▶ [Alıştırma Bölümleri]:
- a) Rüzgârın üşütmesini anlatan metinde "Diğer neden rüzgârın" ile başlayıp "durumlarda sinyal üretirler." ile biten kısmı hiç değiştirmeden tekrar yazın.
- b) Rüzgârın üşütmesini anlatan metne göre sinir hücreleri hangi durumlarda sinyal üretir?

▶ [Belge Bölümü]:
-----

Rüzgarın Üşütmesi : 
Tenimiz küçük sıcaklık değişimlerini kolay algıladığından üfürük gibi hafif hava akımlarını bile algılayabiliriz. Açıkta kalan tenimizin (elimiz, yüzümüz gibi) bir bölgesi diğerlerinden daha fazla üşüdüğü için, hava akımının nereden geldiğini de anlayabiliriz. Peki hava akımları bizi neden üşütüyor? Eğer hava akımı yoksa, tenimizi çevreleyen hava tabakasındaki moleküller çok az yer değiştirir biz de bu akımı hissetmeyiz. Çünkü bir saniye içinde milyarlarca çarpışma olduğu halde moleküller ancak bir santimetre kadar yer değiştirebilirler. Fakat rüzgârda vücudumuzun çevresindeki hava tabakasını oluşturan moleküllerin hepsi itme kuvveti ile aynı yöne doğru hareket ederek yerlerini daha soğuk havanın almasına neden olurlar. Tenle temas eden yeni tabaka hızla ısınacağından, bu durum ısı kaybımızı artırır. 
Diğer neden rüzgârın tenimizi çevreleyen su buharını uzaklaştırmasıdır. Buharlaşma çevreden ısı emdiği için bir üşümeye neden olur. Islak veya terli tenimizde hava akımlarını daha çok hissetmemiz, vücudumuzun kendini soğutmak için terlemesi ve sıcak çorbaları üfleyerek soğutabilmemizin nedeni budur. 
Moleküllerin vücudumuza çarptığını neden hissetmeyiz? 
Bunun cevabı da bedenimizin yaratılış mucizesinde saklıdır. Çünkü beynimize ağrı sinyallerini gönderen sinirlerimiz, atmosfer basıncının vücudumuzda meydana getirdiği değişimi başka bir deyişle moleküllerin vücudumuza çarpması ile oluşan basıncı bir sinyale dönüştürmezler. Sinir hücreleri sadece, basıncın büyük değişim gösterdiği durumlarda sinyal üretirler.

-----

[Doğal dilde nesne konumlandırma verileri]

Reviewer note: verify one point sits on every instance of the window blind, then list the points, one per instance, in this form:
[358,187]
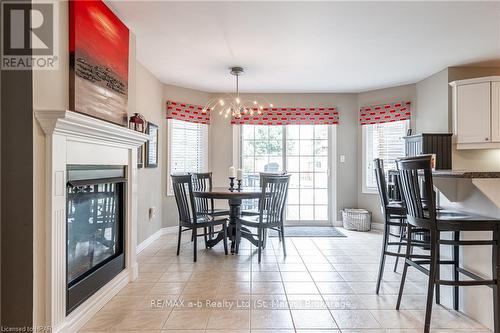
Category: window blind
[188,147]
[385,141]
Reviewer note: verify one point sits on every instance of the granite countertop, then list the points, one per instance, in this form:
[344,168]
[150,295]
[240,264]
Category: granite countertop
[465,174]
[461,174]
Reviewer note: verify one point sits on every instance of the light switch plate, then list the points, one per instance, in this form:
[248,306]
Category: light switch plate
[152,213]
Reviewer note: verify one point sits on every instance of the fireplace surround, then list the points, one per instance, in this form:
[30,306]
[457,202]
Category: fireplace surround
[94,229]
[76,140]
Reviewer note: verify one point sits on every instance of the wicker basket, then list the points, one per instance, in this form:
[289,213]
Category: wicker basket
[356,219]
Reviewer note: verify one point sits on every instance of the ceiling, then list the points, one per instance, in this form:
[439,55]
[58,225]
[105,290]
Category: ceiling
[308,46]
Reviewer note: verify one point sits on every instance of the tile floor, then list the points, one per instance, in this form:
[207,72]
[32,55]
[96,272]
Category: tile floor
[323,285]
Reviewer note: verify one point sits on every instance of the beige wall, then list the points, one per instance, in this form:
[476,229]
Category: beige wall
[50,92]
[149,102]
[177,94]
[371,201]
[434,114]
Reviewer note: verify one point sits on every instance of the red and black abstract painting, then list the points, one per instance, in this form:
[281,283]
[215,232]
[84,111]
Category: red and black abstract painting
[98,47]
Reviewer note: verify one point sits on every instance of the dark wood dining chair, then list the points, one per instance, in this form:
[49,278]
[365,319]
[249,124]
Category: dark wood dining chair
[394,216]
[271,212]
[202,181]
[412,170]
[189,218]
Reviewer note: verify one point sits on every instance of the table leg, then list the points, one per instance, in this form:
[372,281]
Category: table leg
[234,214]
[456,275]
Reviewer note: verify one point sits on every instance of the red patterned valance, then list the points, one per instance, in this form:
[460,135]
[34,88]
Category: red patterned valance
[188,112]
[384,113]
[288,116]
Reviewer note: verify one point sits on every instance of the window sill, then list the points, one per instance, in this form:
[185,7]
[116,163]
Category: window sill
[370,191]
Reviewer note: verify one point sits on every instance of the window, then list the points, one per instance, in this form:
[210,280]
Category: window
[383,141]
[188,147]
[302,151]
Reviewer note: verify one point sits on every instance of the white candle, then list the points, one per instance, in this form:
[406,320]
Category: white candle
[232,172]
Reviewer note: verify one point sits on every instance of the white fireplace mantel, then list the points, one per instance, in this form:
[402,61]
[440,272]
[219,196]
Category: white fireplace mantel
[76,125]
[74,138]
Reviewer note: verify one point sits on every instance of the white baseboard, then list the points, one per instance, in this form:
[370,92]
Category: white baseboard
[79,317]
[377,226]
[148,241]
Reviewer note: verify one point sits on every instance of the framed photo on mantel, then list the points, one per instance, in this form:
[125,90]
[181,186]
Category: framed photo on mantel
[152,146]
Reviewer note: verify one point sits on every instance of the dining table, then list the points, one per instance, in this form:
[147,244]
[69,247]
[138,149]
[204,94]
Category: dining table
[234,197]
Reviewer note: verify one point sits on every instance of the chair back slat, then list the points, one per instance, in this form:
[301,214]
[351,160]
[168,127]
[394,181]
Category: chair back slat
[411,171]
[273,199]
[183,192]
[381,183]
[202,181]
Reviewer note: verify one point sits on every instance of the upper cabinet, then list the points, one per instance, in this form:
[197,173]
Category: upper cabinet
[476,113]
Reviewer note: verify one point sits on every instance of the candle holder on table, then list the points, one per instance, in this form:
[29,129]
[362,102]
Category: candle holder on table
[231,183]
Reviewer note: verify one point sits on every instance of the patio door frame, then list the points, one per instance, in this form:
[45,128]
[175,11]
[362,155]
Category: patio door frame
[332,170]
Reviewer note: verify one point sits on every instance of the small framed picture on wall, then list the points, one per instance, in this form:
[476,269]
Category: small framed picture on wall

-----

▶ [Yanıtlar]:
- a)
Diğer neden rüzgârın tenimizi çevreleyen su buharını uzaklaştırmasıdır. Buharlaşma çevreden ısı emdiği için bir üşümeye neden olur. Islak veya terli tenimizde hava akımlarını daha çok hissetmemiz, vücudumuzun kendini soğutmak için terlemesi ve sıcak çorbaları üfleyerek soğutabilmemizin nedeni budur. 
Moleküllerin vücudumuza çarptığını neden hissetmeyiz? 
Bunun cevabı da bedenimizin yaratılış mucizesinde saklıdır. Çünkü beynimize ağrı sinyallerini gönderen sinirlerimiz, atmosfer basıncının vücudumuzda meydana getirdiği değişimi başka bir deyişle moleküllerin vücudumuza çarpması ile oluşan basıncı bir sinyale dönüştürmezler. Sinir hücreleri sadece, basıncın büyük değişim gösterdiği durumlarda sinyal üretirler.

- b) Yalnızca basıncın büyük değişim gösterdiği durumlarda.